So in my vanilla setup, everything seems to work as expected. The username is set correctly on both com.apple.TCC and TCC.db, and the group is set to the user's primary group ID (which you can check with id <username>, e.g.:

$ id tester
uid=502(tester) gid=20(staff) groups=<...>

I'm not really sure what's going on here, but my guess is that it's something specific in your environment. I'm happy to try to help you troubleshoot it further, because I want for this to be working correctly for you, but I don't know how to duplicate your issue in my environment. Any ideas?

dhoer commented

When I run it, it creates the following directory/file permissions:

drwx------   3 root     staff   102 Oct  6 23:16 Application Support
drwx------   3 vagrant  admin  102 Oct  6 23:16 com.apple.TCC
-rw-r--r--   1 vagrant  admin  36864 Oct  6 23:16 TCC.db

I'm not sure why there is a difference.

To run the cookbook by itself you will need VMWare Fusion, Vagrant, and ChefDK. Which is a little much to run the test case. But if you are up for it then once these are installed, then do the following:

git clone git@github.com:dhoer/chef-privacy_services_manager.git
cd chef-privacy_services_manager
git checkout create_tcc_issue
chef exec bundle exec 
chef exec kitchen test

Kitchen test will create the mac and will run privacy_services_manager. If it provisioned successfully, then it will run serverspec tests to verify the directory user permissions.

dhoer commented

From re-reading your comment. It looks like Application Support directory is already there. That does not seem to be the case with for me, so the py script must be creating it for me.

dhoer commented

I used Tim Sutton's packer template to create the mac image:
https://github.com/timsutton/osx-vm-templates

dhoer commented

I forgot you would need Hashicorp VMware Fusion provider plugin which costs money in order to run kitchen test. Can you try deleting Application Support directory before running psm and see if that duplicates the issue?

@dhoer I will try this when I'm back tomorrow morning, or earlier if I'm able to get to it. Sorry for the trouble! That's odd you don't have an Application Support directory, though... in vanilla OS X it's a default directory for a user to have.

I will probably have to implement a more involved fix where PSM manually generates each missing directory and keeps track of them to fix permissions later... If only os.makedirs took in a uid value to set the permissions as it goes!

...huh.

I assumed the Application Support directory to exist, because it's part of OS X's system specifications that it should exist for any user account at any time. It's considered a "key directory", as per this document, and is created by the system by default when a new user is created.
# # # # # # #
### Given problem 1:
Pick out every row below that contains the string "asphalt", matching case exactly, and copy each of those rows.

### Source material:
# # # # # # #
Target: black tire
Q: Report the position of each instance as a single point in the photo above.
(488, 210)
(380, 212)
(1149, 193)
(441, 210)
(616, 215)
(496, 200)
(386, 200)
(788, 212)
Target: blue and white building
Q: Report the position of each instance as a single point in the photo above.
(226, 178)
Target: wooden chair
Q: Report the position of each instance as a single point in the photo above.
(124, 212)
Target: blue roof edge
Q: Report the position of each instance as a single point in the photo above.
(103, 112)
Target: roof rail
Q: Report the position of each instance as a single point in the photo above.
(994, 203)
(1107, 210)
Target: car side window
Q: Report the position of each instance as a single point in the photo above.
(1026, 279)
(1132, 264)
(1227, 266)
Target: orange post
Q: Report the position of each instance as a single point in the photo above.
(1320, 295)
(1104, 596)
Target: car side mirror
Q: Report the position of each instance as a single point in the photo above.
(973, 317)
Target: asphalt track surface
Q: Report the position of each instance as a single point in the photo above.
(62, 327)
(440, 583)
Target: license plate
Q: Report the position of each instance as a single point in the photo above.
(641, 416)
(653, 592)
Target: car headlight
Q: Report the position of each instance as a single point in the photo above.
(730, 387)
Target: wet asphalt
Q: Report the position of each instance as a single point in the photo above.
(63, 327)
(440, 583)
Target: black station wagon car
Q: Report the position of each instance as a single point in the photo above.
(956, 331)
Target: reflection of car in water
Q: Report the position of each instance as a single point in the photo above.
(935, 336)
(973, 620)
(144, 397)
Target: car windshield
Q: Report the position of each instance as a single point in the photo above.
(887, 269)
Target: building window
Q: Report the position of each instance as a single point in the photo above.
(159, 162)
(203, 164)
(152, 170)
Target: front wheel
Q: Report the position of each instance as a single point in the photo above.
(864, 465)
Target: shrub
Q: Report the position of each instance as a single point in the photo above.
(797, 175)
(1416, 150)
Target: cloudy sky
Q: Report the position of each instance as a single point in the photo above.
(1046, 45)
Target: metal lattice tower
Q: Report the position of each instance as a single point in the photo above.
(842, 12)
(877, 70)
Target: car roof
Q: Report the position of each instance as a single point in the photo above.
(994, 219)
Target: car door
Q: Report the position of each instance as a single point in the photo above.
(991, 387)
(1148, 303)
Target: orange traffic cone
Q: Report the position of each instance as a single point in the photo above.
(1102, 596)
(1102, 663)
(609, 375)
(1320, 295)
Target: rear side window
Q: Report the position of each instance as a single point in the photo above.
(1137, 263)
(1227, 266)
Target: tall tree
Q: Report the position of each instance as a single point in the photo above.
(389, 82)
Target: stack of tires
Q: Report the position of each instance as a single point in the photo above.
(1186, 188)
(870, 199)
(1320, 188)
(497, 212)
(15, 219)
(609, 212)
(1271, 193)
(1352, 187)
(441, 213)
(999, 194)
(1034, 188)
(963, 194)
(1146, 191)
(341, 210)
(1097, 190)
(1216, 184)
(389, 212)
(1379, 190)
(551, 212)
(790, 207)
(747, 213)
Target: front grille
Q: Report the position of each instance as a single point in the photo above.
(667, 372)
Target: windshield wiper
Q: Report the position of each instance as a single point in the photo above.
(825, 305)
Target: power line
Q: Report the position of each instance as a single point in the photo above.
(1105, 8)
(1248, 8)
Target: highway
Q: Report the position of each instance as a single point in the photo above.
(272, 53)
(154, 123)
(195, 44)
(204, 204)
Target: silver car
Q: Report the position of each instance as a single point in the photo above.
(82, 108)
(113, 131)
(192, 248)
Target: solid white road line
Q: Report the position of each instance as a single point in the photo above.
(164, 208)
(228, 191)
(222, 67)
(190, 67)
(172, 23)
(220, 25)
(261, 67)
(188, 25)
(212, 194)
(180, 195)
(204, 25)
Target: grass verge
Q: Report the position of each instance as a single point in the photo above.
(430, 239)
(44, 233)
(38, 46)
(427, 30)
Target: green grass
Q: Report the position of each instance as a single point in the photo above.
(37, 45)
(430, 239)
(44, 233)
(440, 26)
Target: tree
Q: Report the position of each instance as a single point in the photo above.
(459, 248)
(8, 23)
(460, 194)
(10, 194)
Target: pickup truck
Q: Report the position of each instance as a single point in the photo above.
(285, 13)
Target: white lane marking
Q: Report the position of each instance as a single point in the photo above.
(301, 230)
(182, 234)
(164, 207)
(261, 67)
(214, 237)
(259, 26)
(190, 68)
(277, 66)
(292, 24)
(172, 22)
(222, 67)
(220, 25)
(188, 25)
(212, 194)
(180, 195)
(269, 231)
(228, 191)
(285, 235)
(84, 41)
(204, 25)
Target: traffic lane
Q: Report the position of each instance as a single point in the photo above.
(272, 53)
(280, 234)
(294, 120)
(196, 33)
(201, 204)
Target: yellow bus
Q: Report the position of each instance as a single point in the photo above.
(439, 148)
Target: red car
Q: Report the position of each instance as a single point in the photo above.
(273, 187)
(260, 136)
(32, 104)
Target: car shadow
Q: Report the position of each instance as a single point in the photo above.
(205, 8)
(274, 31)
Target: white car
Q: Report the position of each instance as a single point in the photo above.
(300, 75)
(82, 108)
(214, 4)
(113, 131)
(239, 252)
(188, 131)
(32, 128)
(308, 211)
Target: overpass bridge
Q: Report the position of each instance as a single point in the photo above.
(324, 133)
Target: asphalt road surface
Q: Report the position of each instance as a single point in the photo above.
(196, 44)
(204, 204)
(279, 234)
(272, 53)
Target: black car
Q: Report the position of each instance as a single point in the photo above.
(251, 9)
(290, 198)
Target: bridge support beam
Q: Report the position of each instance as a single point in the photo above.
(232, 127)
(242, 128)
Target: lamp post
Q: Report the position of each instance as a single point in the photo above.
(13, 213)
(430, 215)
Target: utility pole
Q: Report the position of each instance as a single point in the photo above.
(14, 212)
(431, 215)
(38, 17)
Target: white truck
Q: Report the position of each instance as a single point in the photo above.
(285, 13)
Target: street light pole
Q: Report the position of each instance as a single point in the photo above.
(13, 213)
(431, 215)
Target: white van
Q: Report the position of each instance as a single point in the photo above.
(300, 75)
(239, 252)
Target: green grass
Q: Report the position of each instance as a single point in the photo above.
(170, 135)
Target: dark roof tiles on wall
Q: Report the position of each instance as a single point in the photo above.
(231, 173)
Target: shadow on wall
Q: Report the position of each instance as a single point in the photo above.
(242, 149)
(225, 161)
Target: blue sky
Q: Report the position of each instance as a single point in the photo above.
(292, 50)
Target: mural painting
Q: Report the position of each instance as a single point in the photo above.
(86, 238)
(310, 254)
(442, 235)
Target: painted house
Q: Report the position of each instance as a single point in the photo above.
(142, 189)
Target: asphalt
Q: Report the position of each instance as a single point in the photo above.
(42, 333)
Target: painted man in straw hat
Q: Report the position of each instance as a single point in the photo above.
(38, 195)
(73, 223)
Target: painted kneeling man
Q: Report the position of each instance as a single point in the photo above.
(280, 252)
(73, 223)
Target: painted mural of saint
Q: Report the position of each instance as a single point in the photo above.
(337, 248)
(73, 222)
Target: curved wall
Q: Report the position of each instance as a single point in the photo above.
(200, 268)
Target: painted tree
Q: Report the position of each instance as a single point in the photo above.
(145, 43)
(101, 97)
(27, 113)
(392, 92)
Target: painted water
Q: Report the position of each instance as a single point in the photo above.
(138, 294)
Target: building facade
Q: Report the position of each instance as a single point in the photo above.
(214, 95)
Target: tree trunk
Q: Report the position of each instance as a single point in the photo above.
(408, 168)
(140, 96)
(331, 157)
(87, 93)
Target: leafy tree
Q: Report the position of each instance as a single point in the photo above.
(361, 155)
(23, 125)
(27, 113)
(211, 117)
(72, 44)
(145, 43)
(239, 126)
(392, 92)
# # # # # # #
### Given problem 2:
List each command the thread says to run once VMWare Fusion, Vagrant, and ChefDK are installed.

### Worked answer 1:
Target: asphalt track surface
Target: wet asphalt
Target: asphalt road surface
Target: asphalt

### Worked answer 2:
git clone git@github.com:dhoer/chef-privacy_services_manager.git
cd chef-privacy_services_manager
git checkout create_tcc_issue
chef exec bundle exec
chef exec kitchen test